- Excerpt from a dataset -
- - - -
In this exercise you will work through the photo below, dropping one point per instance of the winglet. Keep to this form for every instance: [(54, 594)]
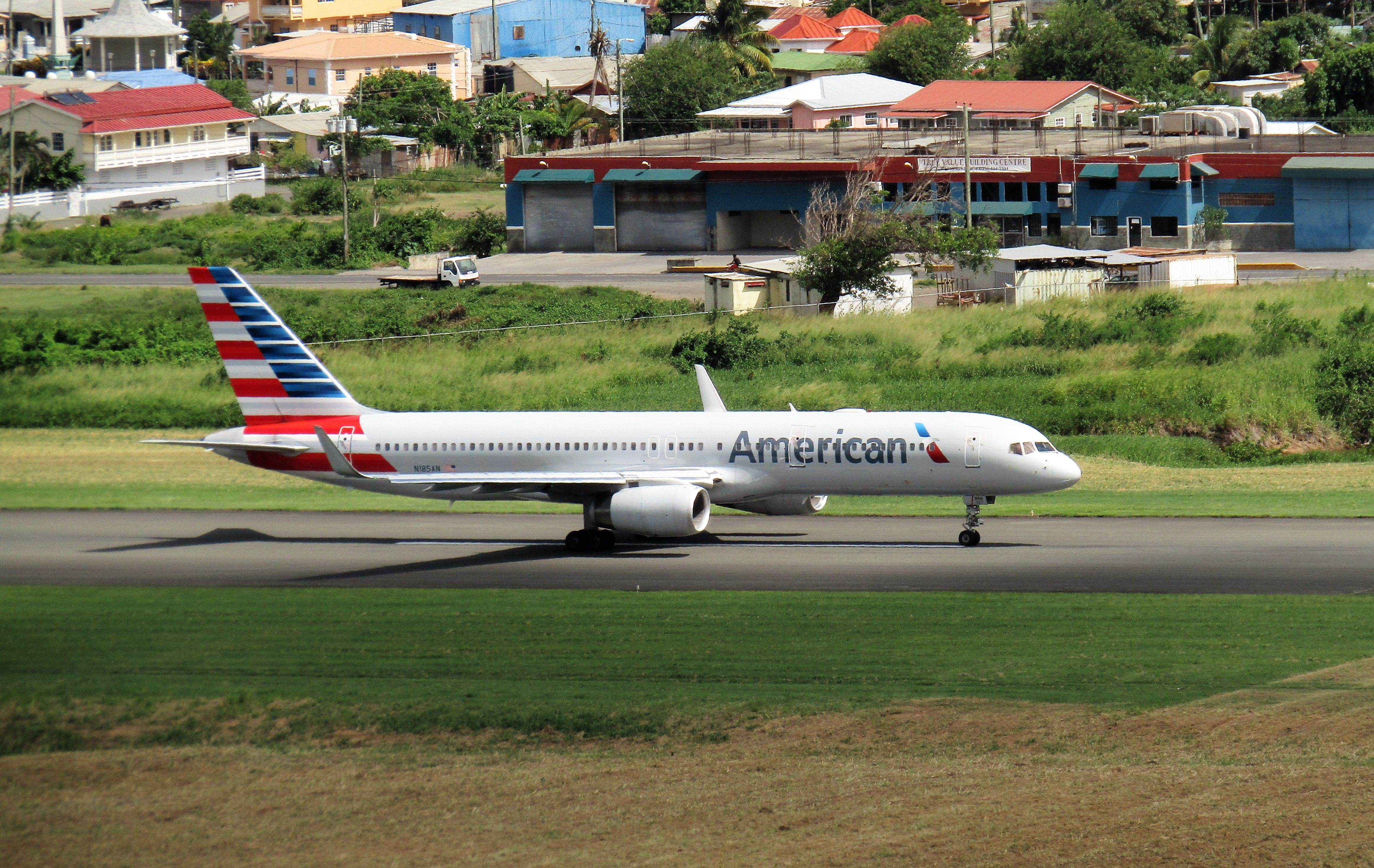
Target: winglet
[(337, 462), (711, 402)]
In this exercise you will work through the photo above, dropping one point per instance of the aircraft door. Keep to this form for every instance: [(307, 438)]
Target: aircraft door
[(799, 436), (347, 443)]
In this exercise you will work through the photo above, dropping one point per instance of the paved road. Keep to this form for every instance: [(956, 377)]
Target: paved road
[(743, 553)]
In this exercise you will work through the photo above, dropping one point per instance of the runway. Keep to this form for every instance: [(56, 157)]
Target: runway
[(393, 550)]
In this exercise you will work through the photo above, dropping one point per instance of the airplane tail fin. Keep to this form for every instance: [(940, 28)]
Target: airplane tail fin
[(275, 377)]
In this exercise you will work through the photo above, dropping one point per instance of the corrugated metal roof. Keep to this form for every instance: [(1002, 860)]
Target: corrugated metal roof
[(1329, 167), (146, 102), (130, 18), (804, 28), (351, 46), (857, 42), (653, 175), (947, 95), (1100, 171), (565, 176), (1167, 172), (174, 119), (846, 91)]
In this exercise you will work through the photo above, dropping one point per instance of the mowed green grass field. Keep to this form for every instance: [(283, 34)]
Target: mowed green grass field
[(146, 667)]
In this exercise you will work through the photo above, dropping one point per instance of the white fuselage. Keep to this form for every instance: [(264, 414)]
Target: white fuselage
[(749, 455)]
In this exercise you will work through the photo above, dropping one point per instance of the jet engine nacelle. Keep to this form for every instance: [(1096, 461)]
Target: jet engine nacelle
[(785, 504), (657, 510)]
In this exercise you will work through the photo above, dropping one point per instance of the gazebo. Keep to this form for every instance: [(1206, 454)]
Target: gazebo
[(130, 38)]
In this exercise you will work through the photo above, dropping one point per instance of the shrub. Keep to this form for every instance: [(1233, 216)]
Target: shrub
[(323, 196), (1278, 332), (738, 345), (1346, 389), (1215, 349), (245, 204), (481, 234)]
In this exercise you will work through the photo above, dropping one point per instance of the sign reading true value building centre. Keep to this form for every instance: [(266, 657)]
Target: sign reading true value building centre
[(928, 165)]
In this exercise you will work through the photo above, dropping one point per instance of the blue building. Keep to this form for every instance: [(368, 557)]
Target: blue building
[(524, 28)]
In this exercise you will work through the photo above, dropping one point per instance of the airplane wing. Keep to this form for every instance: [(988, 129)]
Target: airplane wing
[(692, 476), (207, 444)]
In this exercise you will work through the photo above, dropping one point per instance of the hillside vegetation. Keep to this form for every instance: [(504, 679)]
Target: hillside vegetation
[(1236, 366)]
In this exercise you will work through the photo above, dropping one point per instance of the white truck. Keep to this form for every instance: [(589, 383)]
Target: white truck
[(452, 271)]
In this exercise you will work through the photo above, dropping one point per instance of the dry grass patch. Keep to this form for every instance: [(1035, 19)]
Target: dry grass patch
[(1278, 775)]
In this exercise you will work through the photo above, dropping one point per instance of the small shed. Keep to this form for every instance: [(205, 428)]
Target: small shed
[(1039, 273)]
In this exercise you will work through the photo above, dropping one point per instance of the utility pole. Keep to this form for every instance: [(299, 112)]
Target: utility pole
[(968, 172), (344, 126)]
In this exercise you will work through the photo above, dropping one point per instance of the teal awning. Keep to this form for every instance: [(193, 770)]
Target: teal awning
[(1329, 167), (1002, 209), (554, 176), (667, 176), (1100, 171), (1160, 172)]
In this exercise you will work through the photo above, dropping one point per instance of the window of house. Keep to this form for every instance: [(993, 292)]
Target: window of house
[(1164, 227)]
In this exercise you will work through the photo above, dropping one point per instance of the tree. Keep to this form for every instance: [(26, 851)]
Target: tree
[(922, 54), (1155, 22), (736, 27), (1344, 83), (852, 241), (670, 84), (1080, 42), (1218, 54)]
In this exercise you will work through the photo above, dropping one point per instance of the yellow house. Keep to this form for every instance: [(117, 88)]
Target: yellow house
[(326, 66), (336, 16)]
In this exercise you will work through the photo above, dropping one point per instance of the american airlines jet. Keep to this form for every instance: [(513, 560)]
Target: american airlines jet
[(655, 474)]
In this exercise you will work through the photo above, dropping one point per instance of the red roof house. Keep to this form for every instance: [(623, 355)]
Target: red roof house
[(1013, 104)]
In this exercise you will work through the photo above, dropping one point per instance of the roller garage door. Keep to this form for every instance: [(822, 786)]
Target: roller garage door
[(559, 216), (660, 216)]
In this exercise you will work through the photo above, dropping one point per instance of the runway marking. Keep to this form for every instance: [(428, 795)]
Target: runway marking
[(689, 544)]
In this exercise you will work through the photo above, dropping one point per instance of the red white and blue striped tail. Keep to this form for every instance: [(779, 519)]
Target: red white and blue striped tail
[(275, 377)]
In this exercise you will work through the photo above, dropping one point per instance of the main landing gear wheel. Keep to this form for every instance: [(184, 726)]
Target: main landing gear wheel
[(590, 540)]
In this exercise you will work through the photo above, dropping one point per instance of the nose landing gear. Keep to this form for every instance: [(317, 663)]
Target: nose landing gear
[(972, 506)]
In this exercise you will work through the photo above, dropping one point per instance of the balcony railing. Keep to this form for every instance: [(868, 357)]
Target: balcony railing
[(230, 146), (281, 10)]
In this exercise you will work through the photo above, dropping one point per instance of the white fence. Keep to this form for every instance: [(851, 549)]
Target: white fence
[(82, 201)]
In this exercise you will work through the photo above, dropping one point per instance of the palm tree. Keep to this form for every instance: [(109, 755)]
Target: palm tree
[(736, 27), (1217, 54)]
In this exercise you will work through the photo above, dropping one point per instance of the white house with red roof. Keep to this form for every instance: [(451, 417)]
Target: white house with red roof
[(152, 143), (1010, 105)]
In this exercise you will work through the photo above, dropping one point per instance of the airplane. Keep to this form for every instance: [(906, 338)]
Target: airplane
[(653, 474)]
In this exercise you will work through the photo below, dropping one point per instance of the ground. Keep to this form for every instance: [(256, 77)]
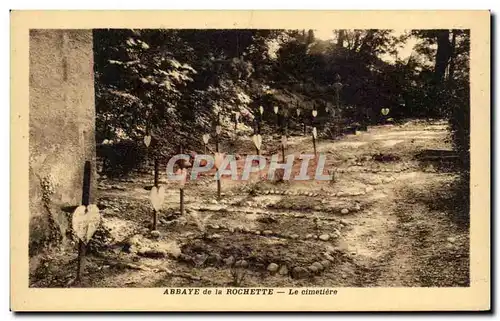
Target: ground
[(387, 220)]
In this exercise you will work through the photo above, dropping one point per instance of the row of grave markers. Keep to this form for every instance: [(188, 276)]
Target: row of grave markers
[(157, 195), (86, 217)]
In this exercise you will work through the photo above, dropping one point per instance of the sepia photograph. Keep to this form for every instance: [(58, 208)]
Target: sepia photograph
[(250, 159)]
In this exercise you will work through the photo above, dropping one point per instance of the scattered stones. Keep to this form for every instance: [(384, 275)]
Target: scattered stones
[(272, 267), (318, 266), (313, 269), (215, 236), (229, 261), (214, 259), (324, 237), (326, 263), (241, 263), (267, 232), (299, 272), (329, 257), (283, 270)]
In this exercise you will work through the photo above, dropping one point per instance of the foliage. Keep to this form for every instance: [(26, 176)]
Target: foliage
[(175, 84)]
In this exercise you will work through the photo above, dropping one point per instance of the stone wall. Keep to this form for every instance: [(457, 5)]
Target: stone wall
[(62, 130)]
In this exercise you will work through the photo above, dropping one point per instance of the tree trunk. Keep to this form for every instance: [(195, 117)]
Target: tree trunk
[(442, 56), (451, 71), (340, 39)]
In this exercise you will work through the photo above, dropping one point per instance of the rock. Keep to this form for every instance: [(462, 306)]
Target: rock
[(283, 270), (241, 263), (313, 269), (329, 257), (272, 267), (318, 266), (215, 236), (299, 272), (200, 259), (229, 261), (214, 259), (324, 237)]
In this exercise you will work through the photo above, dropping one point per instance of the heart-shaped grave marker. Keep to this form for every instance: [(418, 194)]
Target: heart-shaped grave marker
[(85, 221), (283, 140), (219, 157), (157, 197), (147, 140), (183, 174), (205, 138), (257, 141)]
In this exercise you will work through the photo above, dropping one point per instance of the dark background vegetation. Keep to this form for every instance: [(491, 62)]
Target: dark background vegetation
[(173, 83)]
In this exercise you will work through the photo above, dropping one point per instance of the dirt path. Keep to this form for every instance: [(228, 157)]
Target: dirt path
[(384, 221)]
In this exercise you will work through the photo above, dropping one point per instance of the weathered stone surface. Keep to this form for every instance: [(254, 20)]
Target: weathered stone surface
[(61, 132), (319, 266), (272, 267), (155, 233), (324, 237), (299, 272), (229, 261), (283, 270), (267, 232), (241, 263)]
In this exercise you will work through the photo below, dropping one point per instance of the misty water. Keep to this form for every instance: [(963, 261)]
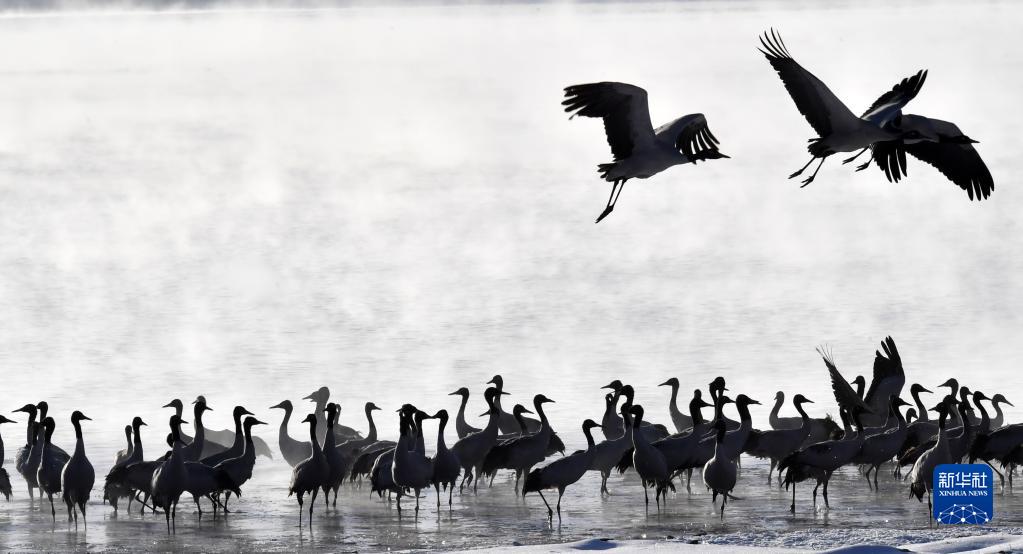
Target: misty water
[(390, 201)]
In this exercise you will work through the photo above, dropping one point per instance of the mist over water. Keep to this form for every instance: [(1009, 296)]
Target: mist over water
[(391, 202)]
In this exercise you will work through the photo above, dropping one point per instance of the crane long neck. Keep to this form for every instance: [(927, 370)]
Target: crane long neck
[(539, 411), (589, 437), (802, 413), (197, 424), (250, 448), (312, 437), (461, 408), (998, 416), (745, 419), (30, 433), (282, 431), (779, 401), (696, 413), (441, 446), (985, 419), (79, 442), (921, 411), (136, 448), (371, 435)]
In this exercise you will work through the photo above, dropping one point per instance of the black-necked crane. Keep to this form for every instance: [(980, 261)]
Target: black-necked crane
[(238, 447), (349, 447), (193, 452), (51, 462), (446, 467), (880, 448), (720, 471), (826, 457), (922, 474), (410, 469), (115, 488), (732, 444), (639, 150), (293, 450), (4, 477), (839, 130), (562, 472), (26, 464), (938, 143), (461, 427), (522, 453), (608, 453), (125, 453), (240, 469), (614, 421), (335, 458), (321, 396), (472, 450), (678, 419), (508, 423), (915, 390), (684, 452), (821, 428), (776, 444), (77, 476), (170, 478), (999, 418), (310, 474), (648, 461)]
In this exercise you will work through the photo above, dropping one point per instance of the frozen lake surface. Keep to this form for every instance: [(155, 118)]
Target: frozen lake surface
[(249, 204)]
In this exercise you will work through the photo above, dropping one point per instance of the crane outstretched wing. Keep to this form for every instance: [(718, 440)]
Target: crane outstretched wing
[(844, 395), (961, 164), (889, 104), (952, 154), (815, 101), (889, 377), (691, 135), (624, 109)]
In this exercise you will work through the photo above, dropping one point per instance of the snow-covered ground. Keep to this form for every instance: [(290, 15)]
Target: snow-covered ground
[(954, 540)]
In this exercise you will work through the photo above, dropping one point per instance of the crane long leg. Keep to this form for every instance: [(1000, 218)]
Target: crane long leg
- - - -
Starting at the line containing "instance: [(205, 428)]" and ending after the line containing "42), (1218, 54)]", write out only those lines again, swapping "teal awning" for "blue awning" and changing nothing else.

- Response -
In this exercise you will work through the photo above, dropping one point per instance of the small shed. Keep to this form for every instance: [(205, 428)]
Target: small shed
[(1039, 273)]
In this exercise you will work through the photo above, dropping one point per instance of the utility pole. Keep to this form for every instance: [(299, 112)]
Target: utility pole
[(968, 172), (344, 126)]
In this exercise you will work through the photo above, dropping one point per instance of the blue awning. Keep to this form for every instance: [(193, 770)]
Target: blue awning
[(1329, 167), (1002, 209), (554, 176), (667, 176), (1100, 171), (1160, 172)]
In this exercise you will work through the photo above, dropping one point per instance of the window of house. Keep to this form for every instance: [(993, 292)]
Target: window of house
[(1164, 227)]
In this exercise you will work through the photo above, dropping one point per instance of the tree. Keep to this form for every instance: [(26, 851)]
Target: tree
[(922, 54), (1155, 22), (736, 27), (1344, 83), (852, 241), (670, 84), (1080, 42), (1218, 54)]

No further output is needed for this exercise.